* _Records to use_:

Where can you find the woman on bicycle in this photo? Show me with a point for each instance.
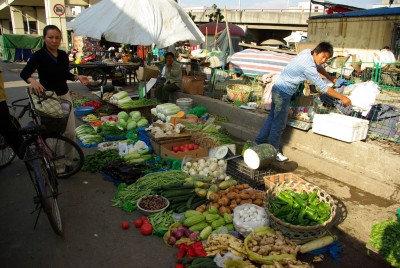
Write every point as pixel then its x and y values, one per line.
pixel 7 129
pixel 52 66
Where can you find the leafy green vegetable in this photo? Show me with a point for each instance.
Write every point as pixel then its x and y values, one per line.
pixel 385 237
pixel 96 161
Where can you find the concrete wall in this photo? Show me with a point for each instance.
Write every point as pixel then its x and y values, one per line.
pixel 359 36
pixel 363 165
pixel 257 17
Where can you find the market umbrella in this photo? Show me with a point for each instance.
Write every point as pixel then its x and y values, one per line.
pixel 139 22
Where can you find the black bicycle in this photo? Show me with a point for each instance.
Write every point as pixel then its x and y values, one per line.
pixel 67 156
pixel 43 150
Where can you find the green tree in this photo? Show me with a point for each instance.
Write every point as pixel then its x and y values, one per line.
pixel 212 17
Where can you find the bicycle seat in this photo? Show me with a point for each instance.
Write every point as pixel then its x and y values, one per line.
pixel 32 129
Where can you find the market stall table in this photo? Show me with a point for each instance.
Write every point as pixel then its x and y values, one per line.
pixel 98 73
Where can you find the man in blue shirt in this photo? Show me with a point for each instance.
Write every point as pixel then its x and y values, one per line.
pixel 305 66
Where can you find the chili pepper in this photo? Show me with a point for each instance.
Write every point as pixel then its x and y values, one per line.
pixel 182 250
pixel 312 196
pixel 283 196
pixel 297 198
pixel 198 249
pixel 304 195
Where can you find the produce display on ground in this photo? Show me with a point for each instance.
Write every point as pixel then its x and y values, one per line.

* _Task goal_:
Return, word for word, the line containing "Where can you find the concrete" and all lines after it through the last line of the records, and nothing else.

* _Output of the task_:
Where can you find the concrete wall in this photo? Show me with a point for each instance.
Write every point as pixel then its x and y values, one per line.
pixel 359 36
pixel 363 165
pixel 257 17
Where can you find the market umbrella in this photo? Show me with a point for each instance.
Write every point as pixel then its x and y values, one per line.
pixel 139 22
Where can you find the black bicycle in this photo? Show me with a point for each instance.
Write every point as pixel then its x and y values, one per line.
pixel 67 156
pixel 43 150
Where can you find the green tree in this photo? Show me with a point for each instance.
Write every point as pixel then its x and y values, one per line.
pixel 212 17
Where can you find the bicycle seat in this photo? Show me with a point for each instance.
Write every point as pixel then its x and y values, one per line.
pixel 32 129
Where can you find the market stall table in this photo? Show me with a point for each instance.
Write every point as pixel then its x and y values, one per line.
pixel 98 73
Where can you find the man in blue shirt in this photo? Show me with a point for each instance.
Write every point as pixel then its x and y values, one per line.
pixel 305 66
Where can you find the chili pepper in this photo? Show me with a point for each instance.
Write every point as pixel then its x and y values, one per line.
pixel 182 250
pixel 312 196
pixel 283 196
pixel 297 198
pixel 198 249
pixel 304 195
Where can you find the produce display on ground in this photo? Show me with a point for each instance.
Write every point as pixel then its x and y values, one per line.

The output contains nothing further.